# Start of Material provided

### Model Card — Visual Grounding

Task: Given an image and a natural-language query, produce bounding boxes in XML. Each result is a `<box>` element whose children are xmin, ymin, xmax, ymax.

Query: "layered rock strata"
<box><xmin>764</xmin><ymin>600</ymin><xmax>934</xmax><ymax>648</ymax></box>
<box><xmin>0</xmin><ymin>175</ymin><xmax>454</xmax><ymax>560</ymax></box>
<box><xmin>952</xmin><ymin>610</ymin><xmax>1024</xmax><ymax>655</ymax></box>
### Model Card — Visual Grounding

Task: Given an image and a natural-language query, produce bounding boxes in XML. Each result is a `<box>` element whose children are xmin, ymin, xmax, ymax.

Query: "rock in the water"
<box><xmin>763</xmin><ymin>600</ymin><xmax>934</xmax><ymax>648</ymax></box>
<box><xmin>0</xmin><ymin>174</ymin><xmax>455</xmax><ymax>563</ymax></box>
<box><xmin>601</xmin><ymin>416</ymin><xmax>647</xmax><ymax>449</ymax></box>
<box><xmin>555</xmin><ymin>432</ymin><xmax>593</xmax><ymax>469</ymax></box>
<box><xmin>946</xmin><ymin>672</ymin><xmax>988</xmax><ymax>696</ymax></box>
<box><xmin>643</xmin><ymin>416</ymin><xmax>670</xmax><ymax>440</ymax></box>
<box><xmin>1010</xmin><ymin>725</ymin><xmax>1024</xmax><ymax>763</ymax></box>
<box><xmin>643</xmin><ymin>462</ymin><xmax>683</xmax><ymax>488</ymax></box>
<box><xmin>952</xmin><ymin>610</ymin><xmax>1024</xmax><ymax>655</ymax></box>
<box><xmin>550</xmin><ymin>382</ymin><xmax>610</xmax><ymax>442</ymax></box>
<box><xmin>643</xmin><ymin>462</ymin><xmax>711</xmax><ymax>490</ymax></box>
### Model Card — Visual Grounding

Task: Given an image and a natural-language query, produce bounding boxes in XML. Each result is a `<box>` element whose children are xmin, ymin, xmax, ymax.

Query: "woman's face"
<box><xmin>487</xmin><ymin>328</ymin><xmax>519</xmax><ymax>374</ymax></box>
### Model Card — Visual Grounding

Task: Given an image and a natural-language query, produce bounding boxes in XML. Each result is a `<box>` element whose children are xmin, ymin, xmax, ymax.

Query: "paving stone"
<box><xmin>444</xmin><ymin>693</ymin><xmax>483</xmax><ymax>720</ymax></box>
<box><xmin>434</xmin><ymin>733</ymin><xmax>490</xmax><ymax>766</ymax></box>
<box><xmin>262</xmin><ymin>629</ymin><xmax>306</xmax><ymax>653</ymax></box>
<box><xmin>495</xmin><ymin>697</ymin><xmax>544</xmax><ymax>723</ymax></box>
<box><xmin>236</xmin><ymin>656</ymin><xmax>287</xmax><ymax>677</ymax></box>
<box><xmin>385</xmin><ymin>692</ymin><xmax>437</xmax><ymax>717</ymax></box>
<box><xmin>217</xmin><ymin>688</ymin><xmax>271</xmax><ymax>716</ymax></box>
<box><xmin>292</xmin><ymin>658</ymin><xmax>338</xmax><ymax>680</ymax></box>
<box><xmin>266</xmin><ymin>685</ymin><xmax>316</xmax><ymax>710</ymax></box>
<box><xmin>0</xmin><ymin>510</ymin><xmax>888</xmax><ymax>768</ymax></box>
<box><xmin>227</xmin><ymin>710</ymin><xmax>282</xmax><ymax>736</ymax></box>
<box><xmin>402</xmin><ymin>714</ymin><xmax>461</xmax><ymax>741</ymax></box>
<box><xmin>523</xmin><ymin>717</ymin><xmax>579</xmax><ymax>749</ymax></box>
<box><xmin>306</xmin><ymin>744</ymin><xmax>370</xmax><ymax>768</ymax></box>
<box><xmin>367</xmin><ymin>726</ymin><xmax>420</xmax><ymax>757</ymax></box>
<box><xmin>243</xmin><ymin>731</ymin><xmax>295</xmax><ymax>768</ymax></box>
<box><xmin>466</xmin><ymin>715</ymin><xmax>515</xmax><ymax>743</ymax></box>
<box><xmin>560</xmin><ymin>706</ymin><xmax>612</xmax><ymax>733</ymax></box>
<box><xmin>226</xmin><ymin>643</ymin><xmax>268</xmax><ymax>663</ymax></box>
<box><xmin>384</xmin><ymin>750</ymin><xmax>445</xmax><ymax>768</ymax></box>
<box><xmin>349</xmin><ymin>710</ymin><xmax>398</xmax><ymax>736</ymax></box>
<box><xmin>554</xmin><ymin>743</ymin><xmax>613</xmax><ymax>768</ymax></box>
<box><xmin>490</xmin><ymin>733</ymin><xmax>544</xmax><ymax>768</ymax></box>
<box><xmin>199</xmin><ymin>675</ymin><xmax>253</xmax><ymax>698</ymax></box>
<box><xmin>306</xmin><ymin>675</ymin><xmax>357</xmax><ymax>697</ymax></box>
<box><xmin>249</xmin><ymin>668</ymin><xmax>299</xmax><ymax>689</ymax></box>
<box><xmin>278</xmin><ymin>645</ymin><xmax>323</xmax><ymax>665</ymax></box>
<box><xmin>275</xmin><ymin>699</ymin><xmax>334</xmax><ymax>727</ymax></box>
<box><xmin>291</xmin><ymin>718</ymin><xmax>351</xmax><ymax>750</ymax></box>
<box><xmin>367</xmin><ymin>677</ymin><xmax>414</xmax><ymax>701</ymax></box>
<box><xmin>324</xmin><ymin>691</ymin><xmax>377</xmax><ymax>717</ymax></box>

# End of Material provided

▸ **Given request**: Reproduce all the data word for word.

▸ **Output for this task**:
### Model Card — Visual Grounding

Task: Given an image and a natural-language query, produce bounding boxes in XML. Each result is a `<box>` element whose children are xmin, ymin, xmax, ymax.

Query: "layered rock strata"
<box><xmin>764</xmin><ymin>600</ymin><xmax>934</xmax><ymax>648</ymax></box>
<box><xmin>0</xmin><ymin>175</ymin><xmax>454</xmax><ymax>560</ymax></box>
<box><xmin>952</xmin><ymin>610</ymin><xmax>1024</xmax><ymax>655</ymax></box>
### Model Card — Visual Grounding

Task: Given an image and a natural-language query, produce bounding boxes in XML. Each result is a `<box>` element whose children are xmin, ymin, xmax, ymax.

Query: "rock in the water"
<box><xmin>763</xmin><ymin>600</ymin><xmax>934</xmax><ymax>648</ymax></box>
<box><xmin>0</xmin><ymin>174</ymin><xmax>455</xmax><ymax>563</ymax></box>
<box><xmin>601</xmin><ymin>416</ymin><xmax>647</xmax><ymax>449</ymax></box>
<box><xmin>555</xmin><ymin>432</ymin><xmax>593</xmax><ymax>469</ymax></box>
<box><xmin>946</xmin><ymin>672</ymin><xmax>988</xmax><ymax>696</ymax></box>
<box><xmin>643</xmin><ymin>416</ymin><xmax>670</xmax><ymax>440</ymax></box>
<box><xmin>1010</xmin><ymin>725</ymin><xmax>1024</xmax><ymax>763</ymax></box>
<box><xmin>643</xmin><ymin>462</ymin><xmax>683</xmax><ymax>488</ymax></box>
<box><xmin>952</xmin><ymin>610</ymin><xmax>1024</xmax><ymax>655</ymax></box>
<box><xmin>550</xmin><ymin>382</ymin><xmax>610</xmax><ymax>442</ymax></box>
<box><xmin>643</xmin><ymin>462</ymin><xmax>711</xmax><ymax>490</ymax></box>
### Model Card — Visual Grounding

Task: Given an image and a natural-language query, produce bounding boxes in XML. Each result is a `<box>` element whose children are xmin, ymin, xmax, ymax.

Query: "woman's face"
<box><xmin>487</xmin><ymin>328</ymin><xmax>519</xmax><ymax>374</ymax></box>
### Model Card — Visual Grounding

Task: Given an image and a natural-language query, produce bounding boxes in XML. Each result is a `<box>` element whose children are xmin, ymin, xmax, ymax.

Query: "paving stone"
<box><xmin>444</xmin><ymin>693</ymin><xmax>483</xmax><ymax>720</ymax></box>
<box><xmin>434</xmin><ymin>733</ymin><xmax>490</xmax><ymax>766</ymax></box>
<box><xmin>262</xmin><ymin>629</ymin><xmax>306</xmax><ymax>653</ymax></box>
<box><xmin>495</xmin><ymin>697</ymin><xmax>544</xmax><ymax>723</ymax></box>
<box><xmin>236</xmin><ymin>656</ymin><xmax>287</xmax><ymax>677</ymax></box>
<box><xmin>385</xmin><ymin>692</ymin><xmax>437</xmax><ymax>717</ymax></box>
<box><xmin>217</xmin><ymin>688</ymin><xmax>271</xmax><ymax>716</ymax></box>
<box><xmin>292</xmin><ymin>658</ymin><xmax>338</xmax><ymax>680</ymax></box>
<box><xmin>266</xmin><ymin>685</ymin><xmax>316</xmax><ymax>710</ymax></box>
<box><xmin>0</xmin><ymin>510</ymin><xmax>888</xmax><ymax>768</ymax></box>
<box><xmin>227</xmin><ymin>710</ymin><xmax>282</xmax><ymax>736</ymax></box>
<box><xmin>402</xmin><ymin>714</ymin><xmax>461</xmax><ymax>741</ymax></box>
<box><xmin>523</xmin><ymin>717</ymin><xmax>579</xmax><ymax>749</ymax></box>
<box><xmin>306</xmin><ymin>744</ymin><xmax>370</xmax><ymax>768</ymax></box>
<box><xmin>367</xmin><ymin>726</ymin><xmax>420</xmax><ymax>757</ymax></box>
<box><xmin>243</xmin><ymin>731</ymin><xmax>295</xmax><ymax>768</ymax></box>
<box><xmin>466</xmin><ymin>715</ymin><xmax>515</xmax><ymax>743</ymax></box>
<box><xmin>560</xmin><ymin>706</ymin><xmax>612</xmax><ymax>733</ymax></box>
<box><xmin>226</xmin><ymin>643</ymin><xmax>268</xmax><ymax>663</ymax></box>
<box><xmin>384</xmin><ymin>750</ymin><xmax>445</xmax><ymax>768</ymax></box>
<box><xmin>349</xmin><ymin>710</ymin><xmax>398</xmax><ymax>736</ymax></box>
<box><xmin>554</xmin><ymin>743</ymin><xmax>613</xmax><ymax>768</ymax></box>
<box><xmin>490</xmin><ymin>733</ymin><xmax>544</xmax><ymax>768</ymax></box>
<box><xmin>199</xmin><ymin>675</ymin><xmax>253</xmax><ymax>698</ymax></box>
<box><xmin>306</xmin><ymin>675</ymin><xmax>357</xmax><ymax>697</ymax></box>
<box><xmin>249</xmin><ymin>668</ymin><xmax>299</xmax><ymax>689</ymax></box>
<box><xmin>278</xmin><ymin>645</ymin><xmax>323</xmax><ymax>665</ymax></box>
<box><xmin>275</xmin><ymin>699</ymin><xmax>334</xmax><ymax>727</ymax></box>
<box><xmin>291</xmin><ymin>718</ymin><xmax>351</xmax><ymax>750</ymax></box>
<box><xmin>367</xmin><ymin>677</ymin><xmax>414</xmax><ymax>701</ymax></box>
<box><xmin>324</xmin><ymin>691</ymin><xmax>377</xmax><ymax>717</ymax></box>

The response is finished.